» Exercise requirements
[1] In the Etonbury Academy text, who is the Pendleton Sports Centre named for?
[2] Resume the Etonbury Academy text, picking up after its last sentence.
(Text segment)
Etonbury Academy (formerly Etonbury Middle School) is an extended secondary school with Academy Status that is located in Central Bedfordshire, catering for the 9 – 19 age range; each split across Year 5, 6, 7, 8, 9, 10, 11, 12, 13.

The number of students on roll as of the most recent publication is 1069.

==History==
The school underwent investment, development and expansion and became a full extended secondary school covering the age range 9–16 years on the 1st of September 2016. Major new building included classroom blocks, a new study centre, multimedia and drama studio, rooftop art rooms and art terraces, Design Technology workshops, Science Labs, new management offices and the Pendleton Sports Centre (named for Victoria Pendleton CBE who was a student at the school) - a community sports and fitness centre, along with a 3G AstroTurf pitch. The Phase 2 Expansion Build was completed and opened in September 2018. It included additional science labs, food technology rooms, classrooms and the Etonbury Juniors block for Year 5 and 6 students.
(End Text segment)
(Stored data)
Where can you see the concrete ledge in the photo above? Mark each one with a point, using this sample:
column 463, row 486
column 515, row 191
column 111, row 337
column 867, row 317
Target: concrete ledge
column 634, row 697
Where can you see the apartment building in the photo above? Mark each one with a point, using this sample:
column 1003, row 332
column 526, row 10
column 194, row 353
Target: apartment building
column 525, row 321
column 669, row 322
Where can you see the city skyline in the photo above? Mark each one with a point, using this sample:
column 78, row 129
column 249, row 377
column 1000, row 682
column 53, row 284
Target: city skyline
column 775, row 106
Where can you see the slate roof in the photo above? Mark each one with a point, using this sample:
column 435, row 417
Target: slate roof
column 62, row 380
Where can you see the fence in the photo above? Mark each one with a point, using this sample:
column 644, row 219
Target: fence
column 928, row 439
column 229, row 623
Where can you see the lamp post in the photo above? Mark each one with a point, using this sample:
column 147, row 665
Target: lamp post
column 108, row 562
(End Stored data)
» Answers to the tasks
[1] It is named for Victoria Pendleton CBE, who was a student at the school.

[2]
In 2018 a pupil had their drink spiked with Viagra by another pupil whilst on a school trip to Berlin. The school was criticised for the perceived light punishment given to the offending pupil.

The school received an Osted rating of 'Good' in 2012, however after the school expansion it received a rating of 'Requires Improvement' in 2017, despite the school achieving its best SATs results in its history, and receiving an Artsmark Gold award. The school subsequently received an Ofsted rating of "Good" following an inspection in February 2020.

==Notable former pupils==
- Victoria Pendleton, CBE - British Jockey and Former Track Cyclist.